• Problem:
Select each line in the records below that contains the word "post" and copy those lines.

Part of a data file
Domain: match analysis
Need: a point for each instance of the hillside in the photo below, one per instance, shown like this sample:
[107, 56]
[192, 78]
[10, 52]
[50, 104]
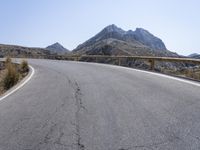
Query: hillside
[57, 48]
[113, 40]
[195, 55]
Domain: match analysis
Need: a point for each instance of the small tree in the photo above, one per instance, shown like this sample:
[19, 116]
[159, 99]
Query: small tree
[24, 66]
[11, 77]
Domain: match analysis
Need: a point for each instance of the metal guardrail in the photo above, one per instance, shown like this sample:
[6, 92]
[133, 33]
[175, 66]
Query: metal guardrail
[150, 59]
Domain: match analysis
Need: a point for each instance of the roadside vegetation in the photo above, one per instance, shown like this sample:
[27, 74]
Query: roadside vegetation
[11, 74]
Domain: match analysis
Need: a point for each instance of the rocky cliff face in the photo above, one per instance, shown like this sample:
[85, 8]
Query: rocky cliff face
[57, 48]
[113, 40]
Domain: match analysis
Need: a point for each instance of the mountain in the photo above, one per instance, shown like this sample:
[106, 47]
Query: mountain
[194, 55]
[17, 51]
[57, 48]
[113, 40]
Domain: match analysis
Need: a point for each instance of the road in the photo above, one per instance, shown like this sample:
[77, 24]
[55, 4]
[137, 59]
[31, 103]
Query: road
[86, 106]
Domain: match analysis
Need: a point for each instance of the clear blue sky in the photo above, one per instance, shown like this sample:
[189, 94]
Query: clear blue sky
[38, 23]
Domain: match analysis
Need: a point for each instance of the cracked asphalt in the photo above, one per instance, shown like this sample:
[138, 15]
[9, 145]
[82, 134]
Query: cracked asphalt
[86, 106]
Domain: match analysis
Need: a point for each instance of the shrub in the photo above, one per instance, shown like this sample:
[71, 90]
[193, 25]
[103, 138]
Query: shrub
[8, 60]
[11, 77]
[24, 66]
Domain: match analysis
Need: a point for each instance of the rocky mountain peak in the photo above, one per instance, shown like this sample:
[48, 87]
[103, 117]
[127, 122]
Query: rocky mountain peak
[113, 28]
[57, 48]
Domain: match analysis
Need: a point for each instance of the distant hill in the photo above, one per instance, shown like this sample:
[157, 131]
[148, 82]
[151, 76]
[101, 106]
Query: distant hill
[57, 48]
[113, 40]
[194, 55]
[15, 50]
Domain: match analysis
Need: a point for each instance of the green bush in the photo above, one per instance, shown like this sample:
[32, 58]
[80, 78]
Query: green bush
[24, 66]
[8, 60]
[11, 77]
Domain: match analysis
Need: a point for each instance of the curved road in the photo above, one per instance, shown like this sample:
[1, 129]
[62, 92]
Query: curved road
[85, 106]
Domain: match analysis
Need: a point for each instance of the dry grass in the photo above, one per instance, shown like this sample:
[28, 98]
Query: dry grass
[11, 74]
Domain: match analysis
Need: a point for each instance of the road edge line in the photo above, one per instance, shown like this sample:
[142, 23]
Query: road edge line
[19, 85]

* * *

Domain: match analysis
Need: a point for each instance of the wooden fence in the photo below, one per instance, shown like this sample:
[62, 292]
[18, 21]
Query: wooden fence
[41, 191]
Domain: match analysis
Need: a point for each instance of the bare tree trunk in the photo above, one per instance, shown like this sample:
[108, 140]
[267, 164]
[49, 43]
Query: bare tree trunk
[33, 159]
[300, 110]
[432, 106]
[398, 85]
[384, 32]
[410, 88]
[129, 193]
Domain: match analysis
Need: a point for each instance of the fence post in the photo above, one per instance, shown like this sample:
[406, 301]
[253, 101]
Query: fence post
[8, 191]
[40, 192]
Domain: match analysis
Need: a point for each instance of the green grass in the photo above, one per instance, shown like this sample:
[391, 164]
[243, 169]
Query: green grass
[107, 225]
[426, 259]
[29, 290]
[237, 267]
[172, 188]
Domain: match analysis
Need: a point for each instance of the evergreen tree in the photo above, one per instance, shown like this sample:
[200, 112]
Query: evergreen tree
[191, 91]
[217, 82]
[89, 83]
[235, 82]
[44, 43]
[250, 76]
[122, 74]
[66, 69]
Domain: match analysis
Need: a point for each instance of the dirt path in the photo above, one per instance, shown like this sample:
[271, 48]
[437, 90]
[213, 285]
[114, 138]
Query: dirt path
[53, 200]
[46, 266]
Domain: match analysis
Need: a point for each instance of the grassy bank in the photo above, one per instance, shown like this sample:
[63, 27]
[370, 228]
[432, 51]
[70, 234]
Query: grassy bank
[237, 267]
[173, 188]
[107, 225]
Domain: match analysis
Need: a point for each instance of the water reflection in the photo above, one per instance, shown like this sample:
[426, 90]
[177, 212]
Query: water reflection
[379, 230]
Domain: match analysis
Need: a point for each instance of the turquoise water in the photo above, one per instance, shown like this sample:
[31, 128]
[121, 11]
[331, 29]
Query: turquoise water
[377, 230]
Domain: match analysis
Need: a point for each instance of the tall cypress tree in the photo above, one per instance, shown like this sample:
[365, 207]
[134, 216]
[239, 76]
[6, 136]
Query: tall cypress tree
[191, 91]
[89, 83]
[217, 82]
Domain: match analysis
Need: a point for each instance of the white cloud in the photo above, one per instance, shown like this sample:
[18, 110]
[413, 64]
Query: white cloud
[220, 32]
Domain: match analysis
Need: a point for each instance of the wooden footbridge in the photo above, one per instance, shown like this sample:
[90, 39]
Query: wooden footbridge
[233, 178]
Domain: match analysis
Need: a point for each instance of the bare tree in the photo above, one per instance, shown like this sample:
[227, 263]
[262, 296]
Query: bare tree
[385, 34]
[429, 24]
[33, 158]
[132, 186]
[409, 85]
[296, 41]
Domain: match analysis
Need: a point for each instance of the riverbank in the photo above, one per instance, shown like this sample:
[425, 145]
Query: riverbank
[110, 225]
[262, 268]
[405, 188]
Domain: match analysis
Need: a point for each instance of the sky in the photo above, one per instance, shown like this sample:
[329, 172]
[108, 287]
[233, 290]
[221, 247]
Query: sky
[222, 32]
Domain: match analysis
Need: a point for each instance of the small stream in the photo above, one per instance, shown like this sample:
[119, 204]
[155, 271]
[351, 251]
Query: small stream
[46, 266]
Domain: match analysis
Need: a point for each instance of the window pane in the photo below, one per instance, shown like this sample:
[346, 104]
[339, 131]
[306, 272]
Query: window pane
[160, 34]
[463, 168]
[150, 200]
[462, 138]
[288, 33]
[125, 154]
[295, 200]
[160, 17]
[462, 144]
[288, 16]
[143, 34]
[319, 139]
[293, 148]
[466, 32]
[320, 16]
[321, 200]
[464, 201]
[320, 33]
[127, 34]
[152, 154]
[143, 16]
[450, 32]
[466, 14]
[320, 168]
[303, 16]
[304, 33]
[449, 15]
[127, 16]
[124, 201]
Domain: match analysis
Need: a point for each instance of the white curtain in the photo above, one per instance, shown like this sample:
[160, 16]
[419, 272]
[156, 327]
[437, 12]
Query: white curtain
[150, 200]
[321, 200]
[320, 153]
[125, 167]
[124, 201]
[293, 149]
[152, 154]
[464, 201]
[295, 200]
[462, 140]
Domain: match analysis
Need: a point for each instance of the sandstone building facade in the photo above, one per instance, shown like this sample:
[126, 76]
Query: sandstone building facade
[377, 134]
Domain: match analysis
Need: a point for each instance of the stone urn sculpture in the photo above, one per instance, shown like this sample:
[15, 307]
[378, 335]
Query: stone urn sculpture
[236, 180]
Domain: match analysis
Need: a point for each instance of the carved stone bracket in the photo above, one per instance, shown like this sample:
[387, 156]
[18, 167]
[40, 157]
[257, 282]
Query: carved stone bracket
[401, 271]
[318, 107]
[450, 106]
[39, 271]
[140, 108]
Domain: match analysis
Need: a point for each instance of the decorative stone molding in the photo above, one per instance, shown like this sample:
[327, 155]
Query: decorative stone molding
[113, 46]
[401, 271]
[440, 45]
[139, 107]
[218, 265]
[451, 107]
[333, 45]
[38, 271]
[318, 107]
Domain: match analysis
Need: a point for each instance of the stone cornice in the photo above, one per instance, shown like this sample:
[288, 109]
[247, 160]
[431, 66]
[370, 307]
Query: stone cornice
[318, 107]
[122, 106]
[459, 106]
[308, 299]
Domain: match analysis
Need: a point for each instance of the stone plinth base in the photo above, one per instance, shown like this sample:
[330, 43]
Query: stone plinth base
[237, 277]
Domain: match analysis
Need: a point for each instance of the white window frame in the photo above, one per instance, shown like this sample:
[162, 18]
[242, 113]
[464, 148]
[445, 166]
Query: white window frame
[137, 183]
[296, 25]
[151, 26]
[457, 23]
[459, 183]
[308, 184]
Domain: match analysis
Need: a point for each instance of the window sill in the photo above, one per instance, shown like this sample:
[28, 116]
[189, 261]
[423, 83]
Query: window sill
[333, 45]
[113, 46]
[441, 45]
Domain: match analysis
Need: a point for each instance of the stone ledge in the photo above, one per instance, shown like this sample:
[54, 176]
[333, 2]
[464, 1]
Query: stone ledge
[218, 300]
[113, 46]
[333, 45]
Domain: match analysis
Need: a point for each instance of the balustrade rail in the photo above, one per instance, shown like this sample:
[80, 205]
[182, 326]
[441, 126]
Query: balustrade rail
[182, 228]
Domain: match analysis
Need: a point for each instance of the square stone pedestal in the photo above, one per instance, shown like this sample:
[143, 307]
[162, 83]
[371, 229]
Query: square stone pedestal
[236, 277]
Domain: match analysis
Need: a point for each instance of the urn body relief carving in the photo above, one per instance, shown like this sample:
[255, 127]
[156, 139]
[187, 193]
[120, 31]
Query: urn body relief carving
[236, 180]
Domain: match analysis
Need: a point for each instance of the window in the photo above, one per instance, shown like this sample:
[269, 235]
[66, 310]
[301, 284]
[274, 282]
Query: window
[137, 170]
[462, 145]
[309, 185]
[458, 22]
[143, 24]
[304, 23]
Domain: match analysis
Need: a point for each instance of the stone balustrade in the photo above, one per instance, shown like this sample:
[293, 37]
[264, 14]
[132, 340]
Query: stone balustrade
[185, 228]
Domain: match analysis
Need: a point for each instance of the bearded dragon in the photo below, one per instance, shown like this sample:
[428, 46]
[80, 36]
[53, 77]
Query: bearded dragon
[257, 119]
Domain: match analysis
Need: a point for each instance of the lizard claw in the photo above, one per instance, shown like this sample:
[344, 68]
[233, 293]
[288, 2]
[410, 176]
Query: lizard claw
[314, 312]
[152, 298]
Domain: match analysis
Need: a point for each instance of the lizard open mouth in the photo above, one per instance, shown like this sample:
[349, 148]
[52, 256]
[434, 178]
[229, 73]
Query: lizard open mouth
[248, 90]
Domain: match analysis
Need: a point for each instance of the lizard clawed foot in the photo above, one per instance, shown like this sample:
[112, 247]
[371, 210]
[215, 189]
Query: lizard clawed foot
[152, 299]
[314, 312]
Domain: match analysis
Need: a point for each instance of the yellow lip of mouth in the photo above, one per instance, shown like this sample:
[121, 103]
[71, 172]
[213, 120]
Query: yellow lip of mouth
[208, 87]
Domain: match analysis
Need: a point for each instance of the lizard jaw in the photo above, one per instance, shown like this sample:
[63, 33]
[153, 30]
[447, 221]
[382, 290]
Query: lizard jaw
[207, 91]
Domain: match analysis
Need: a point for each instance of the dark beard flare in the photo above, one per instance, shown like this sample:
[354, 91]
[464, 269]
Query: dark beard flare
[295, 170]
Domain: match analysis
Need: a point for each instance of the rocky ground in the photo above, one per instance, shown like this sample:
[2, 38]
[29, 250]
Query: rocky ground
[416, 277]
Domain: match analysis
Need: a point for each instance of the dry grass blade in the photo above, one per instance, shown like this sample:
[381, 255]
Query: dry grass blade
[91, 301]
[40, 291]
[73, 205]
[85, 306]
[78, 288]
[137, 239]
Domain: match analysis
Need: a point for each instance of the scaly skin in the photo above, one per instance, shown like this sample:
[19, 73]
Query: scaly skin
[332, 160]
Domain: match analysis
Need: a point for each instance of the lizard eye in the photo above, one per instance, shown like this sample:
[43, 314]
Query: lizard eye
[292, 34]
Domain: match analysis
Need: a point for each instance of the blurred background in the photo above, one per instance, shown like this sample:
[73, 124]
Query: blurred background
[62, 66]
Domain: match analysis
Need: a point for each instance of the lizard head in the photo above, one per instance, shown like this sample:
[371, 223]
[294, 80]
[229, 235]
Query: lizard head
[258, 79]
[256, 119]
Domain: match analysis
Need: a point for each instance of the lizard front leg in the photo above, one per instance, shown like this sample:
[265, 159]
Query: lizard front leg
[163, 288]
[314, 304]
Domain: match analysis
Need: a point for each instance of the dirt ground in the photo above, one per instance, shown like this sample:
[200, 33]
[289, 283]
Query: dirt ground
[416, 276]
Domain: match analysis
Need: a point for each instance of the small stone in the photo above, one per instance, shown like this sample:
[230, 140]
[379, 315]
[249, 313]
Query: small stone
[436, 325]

==

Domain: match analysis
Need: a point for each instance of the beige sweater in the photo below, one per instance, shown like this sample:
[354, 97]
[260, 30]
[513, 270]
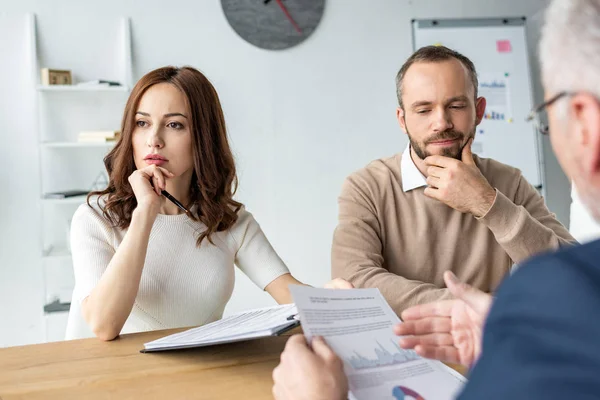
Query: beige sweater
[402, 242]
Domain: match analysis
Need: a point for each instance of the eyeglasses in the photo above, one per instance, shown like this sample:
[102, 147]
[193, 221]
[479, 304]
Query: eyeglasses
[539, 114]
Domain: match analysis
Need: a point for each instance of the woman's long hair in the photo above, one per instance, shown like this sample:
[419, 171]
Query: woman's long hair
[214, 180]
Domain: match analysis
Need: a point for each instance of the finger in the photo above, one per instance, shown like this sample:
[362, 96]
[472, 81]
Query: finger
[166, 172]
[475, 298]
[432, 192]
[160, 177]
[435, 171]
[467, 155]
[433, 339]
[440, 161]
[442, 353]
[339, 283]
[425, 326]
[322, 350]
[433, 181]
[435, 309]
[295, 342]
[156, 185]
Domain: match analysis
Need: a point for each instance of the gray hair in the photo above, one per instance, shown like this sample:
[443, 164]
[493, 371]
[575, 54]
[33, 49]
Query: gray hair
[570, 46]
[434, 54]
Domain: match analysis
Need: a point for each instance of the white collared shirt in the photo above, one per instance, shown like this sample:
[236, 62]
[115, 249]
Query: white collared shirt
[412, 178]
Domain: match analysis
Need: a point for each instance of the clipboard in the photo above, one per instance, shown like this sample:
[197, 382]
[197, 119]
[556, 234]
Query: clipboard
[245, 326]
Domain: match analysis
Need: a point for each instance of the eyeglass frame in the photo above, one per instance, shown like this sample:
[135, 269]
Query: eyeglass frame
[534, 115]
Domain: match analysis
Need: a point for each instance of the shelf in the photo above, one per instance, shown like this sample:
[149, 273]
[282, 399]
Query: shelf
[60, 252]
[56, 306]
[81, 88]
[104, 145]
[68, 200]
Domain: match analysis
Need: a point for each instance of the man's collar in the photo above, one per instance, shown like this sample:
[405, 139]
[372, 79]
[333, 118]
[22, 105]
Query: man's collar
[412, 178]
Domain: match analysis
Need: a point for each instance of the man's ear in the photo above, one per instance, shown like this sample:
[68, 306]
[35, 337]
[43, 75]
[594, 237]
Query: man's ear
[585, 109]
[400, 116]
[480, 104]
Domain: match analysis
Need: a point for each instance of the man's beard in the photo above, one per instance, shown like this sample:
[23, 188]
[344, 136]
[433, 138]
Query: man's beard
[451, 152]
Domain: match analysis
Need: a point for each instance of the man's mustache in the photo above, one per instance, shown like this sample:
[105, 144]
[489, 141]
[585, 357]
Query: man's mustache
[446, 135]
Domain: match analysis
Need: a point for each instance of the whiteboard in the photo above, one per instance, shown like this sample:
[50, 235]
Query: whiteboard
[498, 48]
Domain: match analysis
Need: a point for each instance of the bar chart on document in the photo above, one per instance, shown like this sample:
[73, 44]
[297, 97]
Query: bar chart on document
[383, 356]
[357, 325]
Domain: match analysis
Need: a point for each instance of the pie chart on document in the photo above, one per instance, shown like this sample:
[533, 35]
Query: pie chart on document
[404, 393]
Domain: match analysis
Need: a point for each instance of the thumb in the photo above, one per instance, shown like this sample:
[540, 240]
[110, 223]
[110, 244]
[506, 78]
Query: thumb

• Task output:
Need: a point for each instance of the fence post in the photo above, one per instance, shown like this sample:
Query: fence post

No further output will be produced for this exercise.